**WHAT IS BEING ASKED**
Nothing may be left out of the listing below but its images; repeat the rest exactly.

[Opening ENTRIES PROVIDED section]

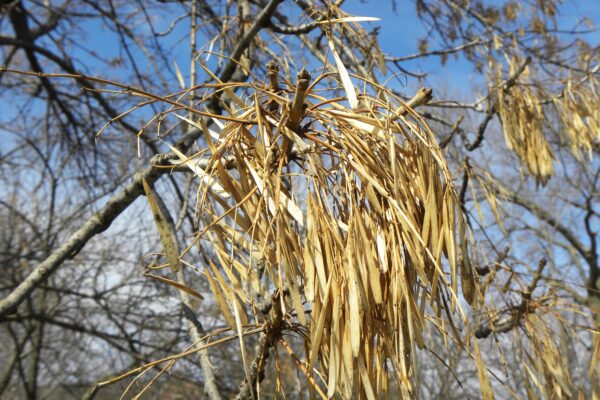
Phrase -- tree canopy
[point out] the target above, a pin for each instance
(259, 199)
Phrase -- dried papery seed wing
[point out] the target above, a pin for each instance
(346, 81)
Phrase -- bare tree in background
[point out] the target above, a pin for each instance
(273, 216)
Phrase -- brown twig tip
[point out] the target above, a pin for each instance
(273, 75)
(422, 97)
(297, 109)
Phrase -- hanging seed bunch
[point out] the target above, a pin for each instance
(528, 114)
(340, 224)
(523, 122)
(579, 112)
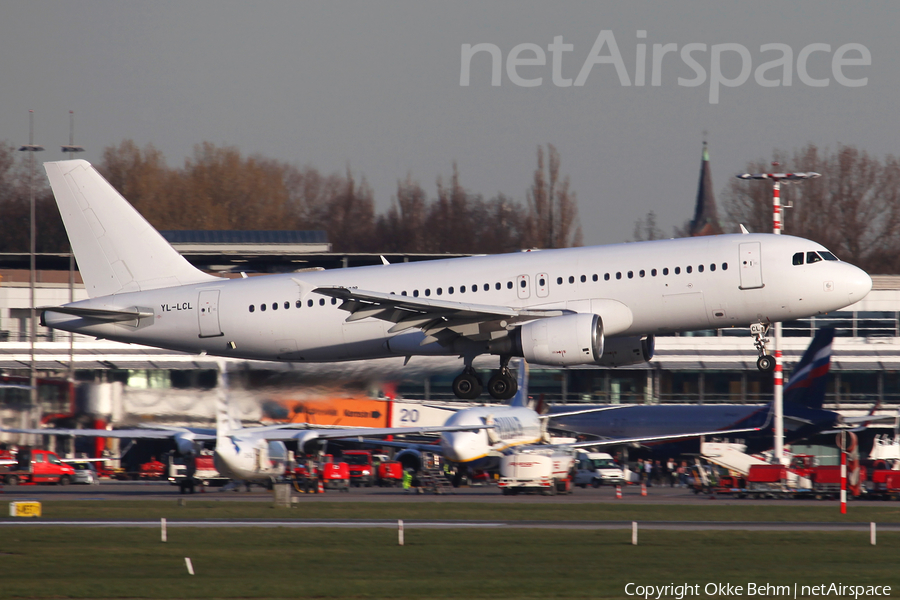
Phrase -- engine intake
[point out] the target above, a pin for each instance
(623, 351)
(575, 339)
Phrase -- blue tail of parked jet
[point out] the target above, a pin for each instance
(806, 386)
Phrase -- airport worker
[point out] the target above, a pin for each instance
(407, 479)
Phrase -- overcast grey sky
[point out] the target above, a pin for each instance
(376, 85)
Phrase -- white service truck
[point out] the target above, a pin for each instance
(542, 470)
(596, 469)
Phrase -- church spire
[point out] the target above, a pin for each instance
(706, 218)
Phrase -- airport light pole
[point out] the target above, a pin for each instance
(72, 149)
(777, 227)
(31, 148)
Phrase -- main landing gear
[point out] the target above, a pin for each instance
(501, 386)
(765, 362)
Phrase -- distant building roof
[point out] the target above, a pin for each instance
(199, 236)
(706, 217)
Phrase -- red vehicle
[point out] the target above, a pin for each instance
(335, 475)
(390, 472)
(153, 470)
(885, 483)
(362, 468)
(34, 466)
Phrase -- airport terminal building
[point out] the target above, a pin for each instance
(124, 384)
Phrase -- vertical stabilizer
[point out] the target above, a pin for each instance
(116, 248)
(807, 384)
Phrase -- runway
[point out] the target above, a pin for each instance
(456, 524)
(154, 490)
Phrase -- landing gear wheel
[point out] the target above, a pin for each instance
(467, 386)
(502, 386)
(766, 363)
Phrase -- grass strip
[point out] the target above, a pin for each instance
(65, 562)
(860, 512)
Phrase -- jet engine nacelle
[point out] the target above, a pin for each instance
(618, 352)
(575, 339)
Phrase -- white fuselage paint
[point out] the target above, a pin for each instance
(513, 426)
(759, 284)
(246, 457)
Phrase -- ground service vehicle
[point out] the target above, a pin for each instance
(152, 470)
(543, 470)
(596, 469)
(361, 467)
(86, 473)
(335, 475)
(390, 472)
(36, 466)
(204, 474)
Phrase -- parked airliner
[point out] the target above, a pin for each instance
(804, 413)
(250, 454)
(596, 305)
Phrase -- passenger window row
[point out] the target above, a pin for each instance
(461, 289)
(509, 285)
(643, 273)
(287, 304)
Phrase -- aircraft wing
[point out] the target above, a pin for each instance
(440, 320)
(869, 419)
(359, 433)
(583, 411)
(142, 433)
(644, 440)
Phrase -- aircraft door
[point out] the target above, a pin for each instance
(523, 287)
(208, 314)
(751, 266)
(542, 285)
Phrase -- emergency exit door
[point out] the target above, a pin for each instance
(751, 266)
(208, 313)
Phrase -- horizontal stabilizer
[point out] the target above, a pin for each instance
(98, 314)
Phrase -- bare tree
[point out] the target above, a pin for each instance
(645, 228)
(853, 209)
(552, 206)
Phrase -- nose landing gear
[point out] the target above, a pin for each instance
(765, 362)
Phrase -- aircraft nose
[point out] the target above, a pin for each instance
(859, 284)
(455, 445)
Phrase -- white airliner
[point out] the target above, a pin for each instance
(596, 305)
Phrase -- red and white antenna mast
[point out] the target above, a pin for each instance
(777, 228)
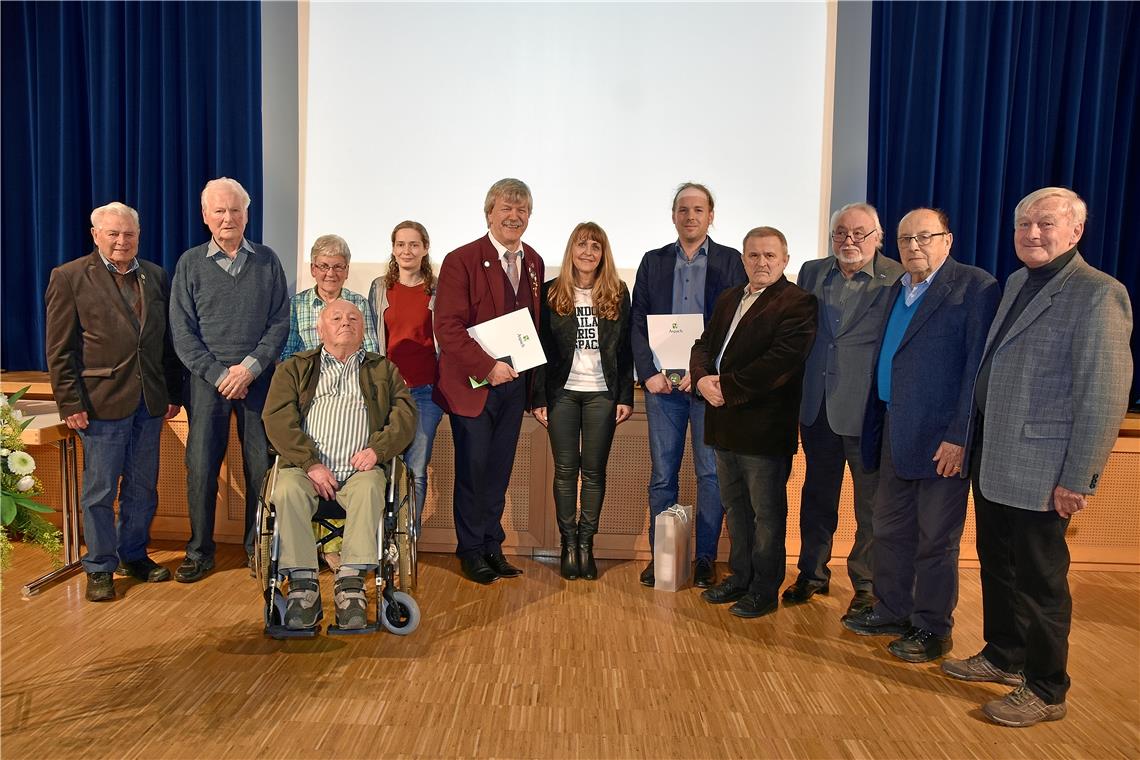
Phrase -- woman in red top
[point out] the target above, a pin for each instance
(402, 302)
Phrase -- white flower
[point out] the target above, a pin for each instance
(21, 463)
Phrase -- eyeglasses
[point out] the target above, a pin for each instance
(840, 236)
(922, 238)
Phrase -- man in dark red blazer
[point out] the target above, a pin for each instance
(483, 395)
(748, 366)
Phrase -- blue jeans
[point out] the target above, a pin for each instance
(119, 448)
(668, 416)
(756, 497)
(209, 415)
(417, 455)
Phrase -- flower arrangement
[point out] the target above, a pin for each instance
(18, 484)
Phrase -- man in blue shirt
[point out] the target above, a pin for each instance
(684, 277)
(229, 319)
(914, 431)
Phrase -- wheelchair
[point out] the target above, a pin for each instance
(396, 572)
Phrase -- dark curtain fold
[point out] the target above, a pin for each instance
(974, 105)
(133, 101)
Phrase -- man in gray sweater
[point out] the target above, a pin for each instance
(229, 319)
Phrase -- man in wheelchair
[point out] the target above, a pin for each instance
(333, 414)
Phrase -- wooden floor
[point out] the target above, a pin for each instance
(528, 668)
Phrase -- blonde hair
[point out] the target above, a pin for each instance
(608, 286)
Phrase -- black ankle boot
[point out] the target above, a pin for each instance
(569, 561)
(587, 568)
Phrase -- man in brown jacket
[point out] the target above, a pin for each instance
(748, 366)
(115, 378)
(332, 414)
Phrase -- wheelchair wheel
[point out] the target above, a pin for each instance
(401, 614)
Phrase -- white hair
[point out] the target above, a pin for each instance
(1077, 209)
(116, 209)
(331, 245)
(228, 184)
(865, 207)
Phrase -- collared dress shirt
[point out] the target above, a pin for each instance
(689, 277)
(306, 307)
(338, 419)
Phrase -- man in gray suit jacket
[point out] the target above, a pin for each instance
(1049, 400)
(852, 287)
(115, 378)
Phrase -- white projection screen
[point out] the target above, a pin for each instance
(414, 109)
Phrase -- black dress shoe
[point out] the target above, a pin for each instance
(478, 570)
(193, 570)
(703, 573)
(646, 577)
(870, 622)
(100, 587)
(145, 570)
(752, 605)
(803, 590)
(502, 568)
(723, 593)
(860, 602)
(920, 645)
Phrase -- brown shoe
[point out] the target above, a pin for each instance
(979, 669)
(1022, 708)
(100, 587)
(145, 569)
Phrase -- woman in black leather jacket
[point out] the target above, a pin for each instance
(586, 387)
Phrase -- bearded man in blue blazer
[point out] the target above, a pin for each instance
(684, 277)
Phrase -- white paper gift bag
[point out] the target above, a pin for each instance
(672, 558)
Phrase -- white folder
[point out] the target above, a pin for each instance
(672, 337)
(511, 335)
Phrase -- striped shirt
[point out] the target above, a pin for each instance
(338, 421)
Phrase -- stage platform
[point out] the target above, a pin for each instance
(528, 668)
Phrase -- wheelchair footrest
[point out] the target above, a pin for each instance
(336, 630)
(283, 632)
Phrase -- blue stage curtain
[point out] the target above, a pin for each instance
(133, 101)
(974, 105)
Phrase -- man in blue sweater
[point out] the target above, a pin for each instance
(914, 424)
(229, 319)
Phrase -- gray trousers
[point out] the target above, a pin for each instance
(363, 498)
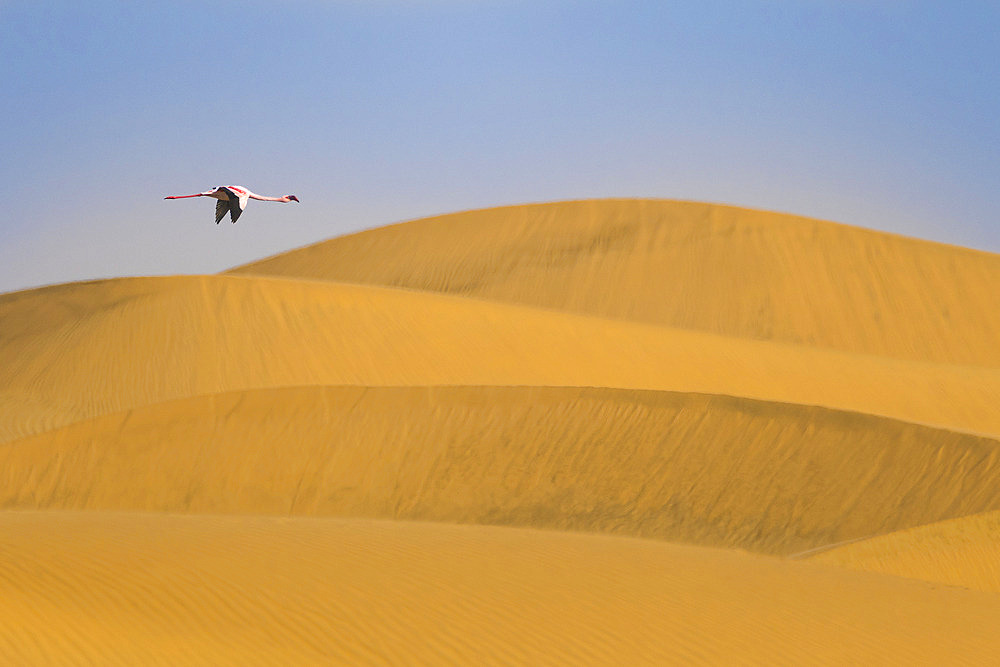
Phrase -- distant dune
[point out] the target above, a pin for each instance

[Closing ENTRIES PROVIDED section]

**FINISHED TASK**
Phrase -- tree canopy
[point out] the target above, a pin for each instance
(259, 199)
Phrase -- dried papery seed wing
[point out] the target above, a pin for each instance
(346, 81)
Phrase -- bare tree in background
[point out] the target above, a pin for each instance
(273, 216)
Phrase -- brown twig tip
[point out] the target above, a pin for each instance
(273, 75)
(422, 97)
(297, 109)
Phrase -- hanging seed bunch
[point out] the target above, a pin for each instance
(528, 114)
(340, 224)
(523, 122)
(579, 112)
Phrase -- engine intake
[point out] the target above, a pin for each instance
(623, 351)
(575, 339)
Phrase -- blue tail of parked jet
[point out] the target above, a pin for each instance
(806, 386)
Phrase -- airport worker
[point out] the target above, a pin for each instance
(407, 479)
Phrase -- overcast grey sky
[point out] the target above, a pin for each instance
(376, 85)
Phrase -- white service truck
[point out] the target above, a pin for each instance
(542, 470)
(596, 469)
Phrase -- church spire
[point out] the target above, a pin for each instance
(706, 218)
Phrase -- airport light pole
[point out] the target above, a pin for each instance
(72, 149)
(777, 227)
(31, 148)
Phrase -- main landing gear
[point out] the target above, a pin for each instance
(501, 386)
(765, 362)
Phrase -- distant building roof
[point out] the target above, a pin for each instance
(199, 236)
(706, 217)
Phrase -- red vehicle
[point out] the target above, a pin for each instance
(335, 475)
(390, 472)
(153, 470)
(885, 483)
(362, 468)
(34, 466)
Phrase -- airport terminal building
[point out] the target above, a pin for each instance
(124, 384)
Phrase -- vertical stabilizer
[point out] the target above, a pin for each instance
(116, 248)
(807, 384)
Phrase -- runway
[point out] the target above, a pin for each instance
(456, 524)
(154, 490)
Phrase -- landing gear wheel
[point out] the target above, a pin for each instance
(467, 386)
(502, 386)
(766, 363)
Phrase -- grass strip
[point out] the target above, a pin for each instance
(65, 562)
(860, 512)
Phrase -- jet engine nacelle
[point out] the target above, a pin for each instance
(618, 352)
(575, 339)
Phrase -- white fuselage paint
[point out] the target above, a pin for each instance
(513, 426)
(759, 284)
(246, 457)
Phrase -- ground service vehicle
[point out] the target above, a pin for each instance
(152, 470)
(543, 470)
(596, 469)
(361, 467)
(86, 473)
(335, 475)
(390, 472)
(36, 466)
(204, 474)
Phrase -- parked airliner
[point out] the target above, a pin for each instance
(804, 413)
(250, 454)
(596, 305)
Phrase -- passenger window row
[point out] the target above, a pin for each instance
(461, 289)
(509, 285)
(643, 273)
(287, 304)
Phrase -- aircraft wing
[point out] the target above, a pin for each instance
(440, 320)
(869, 419)
(359, 433)
(583, 411)
(142, 433)
(644, 440)
Phrase -- aircraft door
[point out] the target above, a pin for each instance
(523, 287)
(208, 314)
(751, 266)
(542, 285)
Phrase -- emergency exit door
[point out] the target above, a pin for each instance
(751, 266)
(208, 313)
Phrase -- horizontal stabilizer
[point out] the target above, a pin for each instance
(98, 314)
Phrase -- bare tree
[point out] the target above, a pin for each instance
(645, 228)
(853, 209)
(552, 206)
Phrase -- nose landing gear
[point out] the target above, a pin for each instance
(765, 362)
Phrase -- aircraft nose
[point out] the target above, a pin for each instance
(859, 284)
(455, 445)
Phrase -- white airliner
[point out] the target above, a pin for each instance
(596, 305)
Phrase -- red and white antenna mast
[point out] the target above, a pin for each instance
(777, 228)
Phrase -- woman in red top
[point out] the target above, a pin for each instance
(402, 302)
Phrase -- white flower
[point out] the target above, a pin for each instance
(21, 463)
Phrase -- eyeglasses
[point out] the target above, a pin for each instance
(840, 236)
(922, 238)
Phrase -- man in dark red blazer
[point out] the target above, a pin for each instance
(483, 395)
(748, 366)
Phrase -- blue jeans
[point out] the target above, a pin for each instance
(119, 448)
(668, 416)
(756, 497)
(209, 415)
(417, 455)
Phrase -- flower arrangement
[point out] the target above, a pin for each instance
(18, 484)
Phrase -- man in blue shirt
[point out] the target above, a pin for each instance
(684, 277)
(229, 319)
(914, 431)
Phrase -- wheelchair
[point out] the target above, a pin for each instance
(396, 572)
Phrase -- dark curtain fold
[point out] the target above, a pin for each instance
(974, 105)
(133, 101)
Phrase -- man in gray sweater
[point out] the target above, a pin for each instance
(229, 319)
Phrase -- man in wheelchair
[point out] the target above, a pin for each instance
(333, 414)
Phrase -- wooden floor
[point out] the target above, a pin for each instance
(528, 668)
Phrase -- blonde hair
[point out] the target above, a pin for each instance
(608, 286)
Phrase -- black ankle boot
[point out] the target above, a pin for each instance
(569, 561)
(587, 568)
Phrase -- man in brown jacket
[point out] the target above, a pin for each instance
(748, 366)
(115, 378)
(332, 414)
Phrase -- wheelchair wheel
[point out] the target above, a pin for each instance
(401, 614)
Phrase -- white hair
[point out] the target above, a pin for each instance
(1077, 209)
(116, 209)
(331, 245)
(228, 184)
(865, 207)
Phrase -- collared dress shirt
[point out] the target above, a pin for each instance
(689, 277)
(306, 307)
(338, 419)
Phrase -- man in gray suit jacket
[point out] the target above, a pin for each instance
(1049, 400)
(852, 287)
(115, 378)
Phrase -- white projection screen
[point out] the target above, a pin for each instance
(414, 109)
Phrase -- black dress shoe
[point out] the target above, a pin for each instance
(478, 570)
(193, 570)
(703, 573)
(646, 577)
(870, 622)
(100, 587)
(145, 570)
(752, 605)
(803, 590)
(502, 568)
(723, 593)
(860, 602)
(920, 645)
Phrase -- brown shoe
[point out] the target above, a pin for each instance
(979, 669)
(1022, 708)
(100, 587)
(145, 569)
Phrase -- woman in black leather jacket
[point out] the target above, a pin for each instance
(586, 387)
Phrase -- bearded man in blue blazer
[point out] the target above, a pin for each instance
(684, 277)
Phrase -- white paper gift bag
[point out] the target above, a pin for each instance
(672, 558)
Phrase -- white folder
[point out] the target above, a pin for each instance
(672, 337)
(511, 335)
Phrase -- striped shirt
[point out] the target above, a pin for each instance
(338, 421)
Phrase -- stage platform
[point out] the target above, a pin for each instance
(528, 668)
Phrase -- wheelchair footrest
[point out] the target above, a pin for each instance
(336, 630)
(283, 632)
Phrase -- blue stage curtain
[point out] the target above, a pin for each instance
(133, 101)
(974, 105)
Phrase -- man in blue sweater
[point out] the target above, a pin for each instance
(914, 424)
(229, 319)
Phrase -- gray trousers
[point out] the target above, a pin for each instance
(363, 498)
Phrase -- distant dune
[point out] the target above, a pin for each instance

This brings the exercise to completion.